The devastation to the Sri Lankan Tamil people caused by Sinhalese pogroms and abuse has reduced the Tamil population to 30 percent of what it was in 1948.  It is time that the Sinhalese accused are tried for genocide and crimes against humanity.

This factual account of the Tamils in Sri Lanka was received by WSN in response to the Open Letter to M. Karunanidhi by Jagmohan Singh carried in the WSN edition of Nov. 11, 2007.  We publish this in the belief that accounts and reasoned self descriptions of struggling nations in India’s neighborhood will interest the readers of WSN. The author explains why Tamils are struggling for Tamil Eelam.

Tamils are the original inhabitants of Ceylon, now called Sri Lanka.  This is the story of the Tamil people in the second half of the last century.

In 1948, the very year that the British handed over the Ceylon Government to the Sinhalese majority on a platter without any safeguards for minorities, the Sinhalese-dominated government passed a law rendering half the Ceylon Tamil population stateless in the land of their birth.  Under the Ceylon Citizenship Act, of the nearly two million Tamils in Ceylon, over one million Upcountry Tamils, who had lived in Ceylon for generations, were deprived of their citizenship. To make matters worse, the Sinhalese government disenfranchised these Tamils by depriving them of their voting rights by passing the Ceylon Elections Amendment Act.

The Upcountry Tamil leaders launched a peaceful satyagraha to protest against this racist policy, but it was ignored by the government.  The first Prime Minister of Ceylon, D. S. Senanayake - a scheming racist - set the dangerous precedent for others to follow.

Subsequently, there was massive land grabbing, forcing a planned colonization of the traditional homeland of the Tamils in the Northeast by settling Sinhalese from the South. Indigenous Tamils were uprooted and Sinhalese criminals made to reside in Tamil-dominated villages. All protests by Tamils and their leaders were scrupulously ignored.

+-------+

The task
Pick up the account of the Tamils in Sri Lanka above and continue it from its final sentence.

Stored entries
+-------+

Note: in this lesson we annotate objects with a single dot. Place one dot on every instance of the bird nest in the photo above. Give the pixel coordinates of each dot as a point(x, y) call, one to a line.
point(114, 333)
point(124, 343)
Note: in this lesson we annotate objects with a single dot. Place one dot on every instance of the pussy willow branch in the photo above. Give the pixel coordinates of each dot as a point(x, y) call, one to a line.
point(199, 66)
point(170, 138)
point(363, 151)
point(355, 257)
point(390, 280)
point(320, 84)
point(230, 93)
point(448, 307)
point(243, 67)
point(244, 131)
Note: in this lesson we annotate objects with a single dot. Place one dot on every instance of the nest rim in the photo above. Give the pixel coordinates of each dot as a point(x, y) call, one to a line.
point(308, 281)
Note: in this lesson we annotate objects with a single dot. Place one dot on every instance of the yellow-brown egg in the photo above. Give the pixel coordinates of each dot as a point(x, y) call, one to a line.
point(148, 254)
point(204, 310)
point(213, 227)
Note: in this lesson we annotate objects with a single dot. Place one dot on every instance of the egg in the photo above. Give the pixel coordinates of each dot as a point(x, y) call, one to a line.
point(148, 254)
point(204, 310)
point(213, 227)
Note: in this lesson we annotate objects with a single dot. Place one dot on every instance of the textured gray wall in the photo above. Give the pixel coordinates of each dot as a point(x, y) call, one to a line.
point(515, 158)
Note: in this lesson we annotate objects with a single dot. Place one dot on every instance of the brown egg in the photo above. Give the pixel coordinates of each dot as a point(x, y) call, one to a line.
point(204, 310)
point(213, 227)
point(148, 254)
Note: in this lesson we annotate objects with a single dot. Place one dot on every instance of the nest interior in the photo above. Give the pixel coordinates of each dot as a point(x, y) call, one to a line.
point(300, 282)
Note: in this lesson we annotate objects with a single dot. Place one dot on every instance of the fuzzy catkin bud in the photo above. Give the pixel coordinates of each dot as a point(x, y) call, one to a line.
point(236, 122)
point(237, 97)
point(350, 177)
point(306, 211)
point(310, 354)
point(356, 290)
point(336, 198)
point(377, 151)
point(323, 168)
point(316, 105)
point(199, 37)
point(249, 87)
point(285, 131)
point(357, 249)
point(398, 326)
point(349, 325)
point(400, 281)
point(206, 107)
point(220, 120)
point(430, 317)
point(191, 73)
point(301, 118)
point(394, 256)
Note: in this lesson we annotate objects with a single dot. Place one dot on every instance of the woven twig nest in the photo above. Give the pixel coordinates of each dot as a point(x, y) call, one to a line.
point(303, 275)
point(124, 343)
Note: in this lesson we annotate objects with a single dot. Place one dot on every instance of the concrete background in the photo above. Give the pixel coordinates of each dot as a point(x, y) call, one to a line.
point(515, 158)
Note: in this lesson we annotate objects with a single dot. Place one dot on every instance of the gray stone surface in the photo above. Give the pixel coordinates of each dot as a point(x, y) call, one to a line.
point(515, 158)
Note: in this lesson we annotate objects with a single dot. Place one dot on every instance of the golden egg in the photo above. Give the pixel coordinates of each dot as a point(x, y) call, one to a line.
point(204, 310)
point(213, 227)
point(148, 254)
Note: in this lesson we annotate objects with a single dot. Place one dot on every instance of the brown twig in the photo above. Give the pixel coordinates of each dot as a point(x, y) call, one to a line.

+-------+

Answer section
In 1956, the Sinhalese government passed the Sinhala Only Act, making Sinhala the only official language, divesting the official status of the Tamil language.  The Tamil language spoken by Tamils and Muslims was the mother tongue of one-third of the people of Ceylon, but it was suppressed.  This cultural attack was carried out by Prime Minister Mrs. Bandaranayake.

Furthermore in 1956, Sinhalese mobs attacked and drove out Tamils from their villages in the Gal Oya Valley in the Batticaloa district.  This was the commencement of Sinhala mob terrorism against unarmed Tamils.  The police was ineffective and remained mute spectators.

The next step in the genocidal programme was to stop employment to Tamils.  Those already in the government service were deprived of their increments unless they passed Sinhala proficiency tests.

In 1957, Tamil leaders signed the Bandaranayake-Chelvanayagam Pact with the Sinhalese government to devolve power to regional councils, but the Pact was soon unilaterally and dishonestly abrogated.  Again in 1965, Tamil leaders signed the Chelvanayagam-Senanayake Pact to devolve power to district councils. which was also  abrogated.

In 1958, Sinhalese mobs and criminals unleashed terror against the Tamils all over the Sinhalese provinces.  Tamils were massacred, their houses burnt, people burnt live, women raped and tortured.  Rendered defenselss, over a 100,000 Tamils fled to their traditional homelands in the Northeast.

In 1970, by a scheme of standardization, Tamil students were discriminated against and barred from higher education.  Tamil students were required to score higher marks than the Sinhalese for admission to higher studies.

In the early sixties of the last century, Mrs. Srimavo Bandaranayake indulged in mass deportation of the stateless and disenfranchised Upcountry Tamils to India.  The Indian government colluded with the Ceylon government in this move by signing the Srimavo-Sashtri Pact in 1964.  Half a million Tamils were forced out of Ceylon to India.

In 1974, the Sinhala state unleashed police violence against the Tamils who had gathered to hold the Tamil Research Conference in Jaffna, killing nine and wounding many.  In 1976, the Sinhalese police opened fire at a mosque killing many Tamil-speaking Muslims.

In 1977, the UNP government of Prime Minister J.R. Jayawardena unleashed mob violence against the Tamils, particularly in the plantations, killing hundreds of innocent people. Nearly 40,000 Tamils were made refugees and destitute and many fled to India.  Nearly 100 Hindu temples were destroyed with the active involvement of Sinhalese politicians.  

In 1978, the Sri Lankan Parliament enacted the notorious Prevention of Terrorism Act and armed forces were given a free hand to kill Tamil youth.  Torture camps were set up and Tamils disappeared involuntarily in large numbers. The government unleashed the Sinhalese and Muslim home-guards to oppress Tamils.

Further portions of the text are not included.